◆ **TASK OBJECTIVE**: Lay out every line of the records below as a Markdown table with two columns, Row and Line. Skip blank lines and number the remaining lines in order starting from 1.

◆ **Detection examples**:
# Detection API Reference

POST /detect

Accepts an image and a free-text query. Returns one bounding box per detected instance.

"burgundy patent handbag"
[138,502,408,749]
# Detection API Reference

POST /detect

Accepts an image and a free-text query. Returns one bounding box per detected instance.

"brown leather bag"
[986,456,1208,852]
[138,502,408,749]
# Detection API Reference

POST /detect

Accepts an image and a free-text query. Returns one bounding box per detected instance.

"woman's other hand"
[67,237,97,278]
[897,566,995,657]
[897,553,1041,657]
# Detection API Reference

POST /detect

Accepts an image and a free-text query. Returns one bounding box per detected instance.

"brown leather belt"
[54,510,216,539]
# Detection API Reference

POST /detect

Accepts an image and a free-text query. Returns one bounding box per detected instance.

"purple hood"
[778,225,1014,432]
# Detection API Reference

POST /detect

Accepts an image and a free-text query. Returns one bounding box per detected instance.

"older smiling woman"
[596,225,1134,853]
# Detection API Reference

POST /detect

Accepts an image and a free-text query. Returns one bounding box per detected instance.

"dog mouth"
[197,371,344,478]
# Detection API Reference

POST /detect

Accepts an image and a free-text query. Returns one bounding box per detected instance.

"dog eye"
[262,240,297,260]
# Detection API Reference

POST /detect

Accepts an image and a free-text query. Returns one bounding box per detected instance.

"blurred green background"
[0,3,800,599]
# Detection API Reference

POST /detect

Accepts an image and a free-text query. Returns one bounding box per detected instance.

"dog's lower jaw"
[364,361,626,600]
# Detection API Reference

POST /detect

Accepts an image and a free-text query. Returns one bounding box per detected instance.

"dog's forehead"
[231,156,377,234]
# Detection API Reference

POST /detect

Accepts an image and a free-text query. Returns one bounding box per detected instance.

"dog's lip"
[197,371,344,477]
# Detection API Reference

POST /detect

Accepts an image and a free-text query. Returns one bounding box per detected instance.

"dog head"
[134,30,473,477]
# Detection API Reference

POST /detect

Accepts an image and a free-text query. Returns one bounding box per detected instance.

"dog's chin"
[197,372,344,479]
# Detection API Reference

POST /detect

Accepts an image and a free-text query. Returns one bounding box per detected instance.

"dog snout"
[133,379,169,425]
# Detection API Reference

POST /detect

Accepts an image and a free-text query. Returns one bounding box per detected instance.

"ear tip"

◆ **CORRECT RESULT**:
| Row | Line |
|---|---|
| 1 | # Detection API Reference |
| 2 | POST /detect |
| 3 | Accepts an image and a free-text query. Returns one bounding box per detected instance. |
| 4 | "burgundy patent handbag" |
| 5 | [138,502,408,749] |
| 6 | # Detection API Reference |
| 7 | POST /detect |
| 8 | Accepts an image and a free-text query. Returns one bounding box per detected instance. |
| 9 | "brown leather bag" |
| 10 | [986,456,1208,852] |
| 11 | [138,502,408,749] |
| 12 | # Detection API Reference |
| 13 | POST /detect |
| 14 | Accepts an image and a free-text query. Returns one bounding box per detected instance. |
| 15 | "woman's other hand" |
| 16 | [67,237,97,278] |
| 17 | [897,566,995,657] |
| 18 | [897,553,1041,657] |
| 19 | # Detection API Reference |
| 20 | POST /detect |
| 21 | Accepts an image and a free-text query. Returns one bounding box per detected instance. |
| 22 | "brown leather belt" |
| 23 | [54,510,216,539] |
| 24 | # Detection API Reference |
| 25 | POST /detect |
| 26 | Accepts an image and a free-text query. Returns one bounding box per detected instance. |
| 27 | "purple hood" |
| 28 | [778,225,1014,432] |
| 29 | # Detection API Reference |
| 30 | POST /detect |
| 31 | Accepts an image and a free-text query. Returns one bounding box per detected instance. |
| 32 | "older smiling woman" |
| 33 | [596,225,1134,853] |
| 34 | # Detection API Reference |
| 35 | POST /detect |
| 36 | Accepts an image and a free-text query. Returns one bounding box per detected instance. |
| 37 | "dog mouth" |
| 38 | [197,371,344,478] |
| 39 | # Detection API Reference |
| 40 | POST /detect |
| 41 | Accepts an image and a free-text query. Returns one bounding box per detected instance. |
| 42 | "dog eye" |
| 43 | [262,240,297,260] |
| 44 | # Detection API Reference |
| 45 | POST /detect |
| 46 | Accepts an image and a free-text query. Returns one bounding box per detected instance. |
| 47 | "blurred green background" |
| 48 | [0,3,800,599] |
| 49 | # Detection API Reference |
| 50 | POST /detect |
| 51 | Accepts an image and a free-text query. Returns one bounding box per detected instance. |
| 52 | "dog's lower jaw" |
| 53 | [364,361,626,600] |
| 54 | # Detection API Reference |
| 55 | POST /detect |
| 56 | Accepts an image and a free-text query. Returns one bounding box per detected instance. |
| 57 | "dog's forehead" |
| 58 | [231,156,377,234] |
| 59 | # Detection API Reference |
| 60 | POST /detect |
| 61 | Accepts an image and a free-text query. Returns one bounding box per detected instance. |
| 62 | "dog's lip" |
| 63 | [197,371,344,477] |
| 64 | # Detection API Reference |
| 65 | POST /detect |
| 66 | Accepts an image and a free-text query. Returns one bounding box per detected instance. |
| 67 | "dog head" |
| 68 | [134,30,473,477] |
| 69 | # Detection API Reference |
| 70 | POST /detect |
| 71 | Accepts an image and a free-text query. Returns one bounding box per detected instance. |
| 72 | "dog's chin" |
| 73 | [197,372,344,479] |
| 74 | # Detection API Reference |
| 75 | POST /detect |
| 76 | Accepts an image and a free-text query. Returns one bounding box per detected instance. |
| 77 | "dog snout" |
| 78 | [133,379,169,425] |
| 79 | # Detection API Reference |
| 80 | POST /detect |
| 81 | Accepts an image and a free-text query. Returns one bounding box per detected instance. |
| 82 | "ear tip" |